TRECHO APRESENTADO:
^^^^^^^^^^^^^^^^

Dessa forma, o procedimento de habilitação para o casamento, por exigir a homologação judicial, encontrava-se eivado de morosidade, contrapondo-se à necessidade de se atribuir maior celeridade e efetividade aos processos e procedimentos.
3 ANÁLISE DA NOVA REDAÇÃO DO ARTIGO 1.526, DO CÓDIGO CIVIL.
Em consonância com o princípio da razoável duração dos processos, estabelecido na Emenda Constitucional de no. 45/2004, surgiram novos dispositivos legais, como, por exemplo, a Lei nº 11.441, de 4 de janeiro de 2007, que, modificando o Código de Processo Civil (CPC), possibilitou a realização de inventário, partilha, separação e divórcio consensuais por via extrajudicial.
Nesse contexto, também fora alterado o artigo 1.526 do CC/2002, cuja finalidade é permitir que a habilitação para o casamento ocorra perante o Oficial de Registro Civil, após manifestação do Ministério Público, havendo a remessa dos autos ao Poder Judiciário apenas na hipótese de impugnação do pedido ou da documentação pelo Oficial de Registro, do Parquet ou de terceiros.

^^^^^^^^^^^^^^^^

REQUISITOS DO EXERCÍCIO:
a – Redigite sem alterações a parte do trecho sobre a habilitação para o casamento que começa em "Em consonância com" e segue até "por via extrajudicial.".
b – Traduza para o inglês esta frase do trecho sobre a habilitação para o casamento: "Dessa forma, o procedimento de habilitação para o casamento, por exigir a homologação judicial, encontrava-se eivado de morosidade, contrapondo-se à necessidade de se atribuir maior celeridade e efetividade aos processos e procedimentos."

Itens retirados de uma coleção:

^^^^^^^^^^^^^^^^

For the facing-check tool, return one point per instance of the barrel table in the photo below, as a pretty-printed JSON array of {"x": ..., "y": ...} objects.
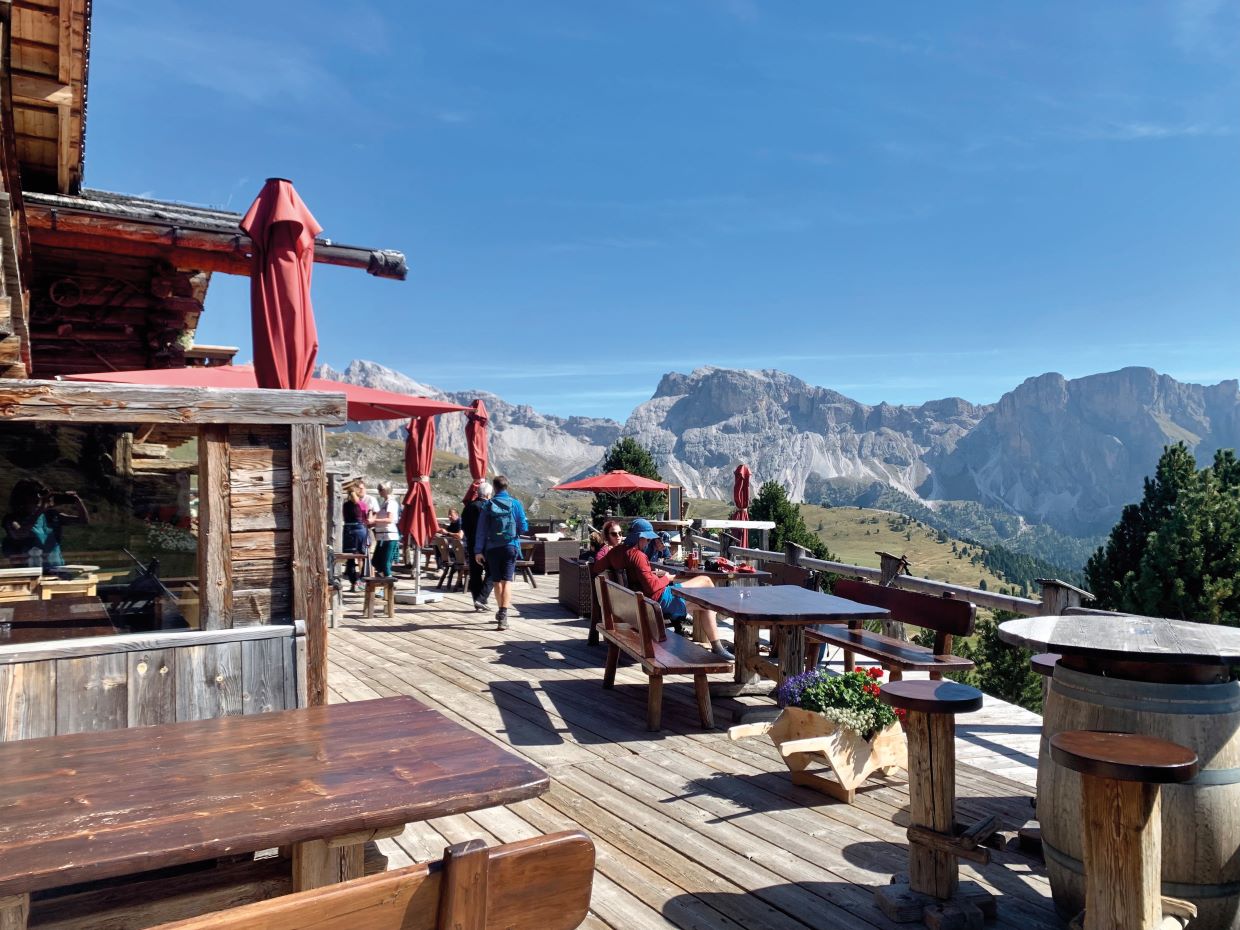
[{"x": 1163, "y": 678}]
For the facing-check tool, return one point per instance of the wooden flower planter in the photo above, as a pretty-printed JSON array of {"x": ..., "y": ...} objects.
[{"x": 807, "y": 738}]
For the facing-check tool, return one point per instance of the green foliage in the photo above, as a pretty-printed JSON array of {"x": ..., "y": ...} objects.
[
  {"x": 851, "y": 699},
  {"x": 773, "y": 504},
  {"x": 1177, "y": 552},
  {"x": 634, "y": 458}
]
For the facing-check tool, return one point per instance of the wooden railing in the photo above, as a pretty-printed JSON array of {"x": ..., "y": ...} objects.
[{"x": 1057, "y": 597}]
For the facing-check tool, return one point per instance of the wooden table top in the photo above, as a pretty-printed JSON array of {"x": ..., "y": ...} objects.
[
  {"x": 98, "y": 805},
  {"x": 781, "y": 603},
  {"x": 1141, "y": 639}
]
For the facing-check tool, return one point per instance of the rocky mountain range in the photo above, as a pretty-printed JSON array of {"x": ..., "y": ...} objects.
[{"x": 1065, "y": 453}]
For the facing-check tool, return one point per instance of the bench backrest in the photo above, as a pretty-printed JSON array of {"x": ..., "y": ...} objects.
[
  {"x": 533, "y": 884},
  {"x": 946, "y": 616}
]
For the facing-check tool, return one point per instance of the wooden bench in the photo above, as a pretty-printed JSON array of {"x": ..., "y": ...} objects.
[
  {"x": 373, "y": 583},
  {"x": 533, "y": 884},
  {"x": 634, "y": 624},
  {"x": 945, "y": 616}
]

^^^^^^^^^^^^^^^^

RESPOSTAS COMPLETAS:
a –
Em consonância com o princípio da razoável duração dos processos, estabelecido na Emenda Constitucional de no. 45/2004, surgiram novos dispositivos legais, como, por exemplo, a Lei nº 11.441, de 4 de janeiro de 2007, que, modificando o Código de Processo Civil (CPC), possibilitou a realização de inventário, partilha, separação e divórcio consensuais por via extrajudicial.

b – Thus, the procedure for qualifying for marriage, because it required judicial approval, was marred by delays, running counter to the need to give greater speed and effectiveness to proceedings and procedures.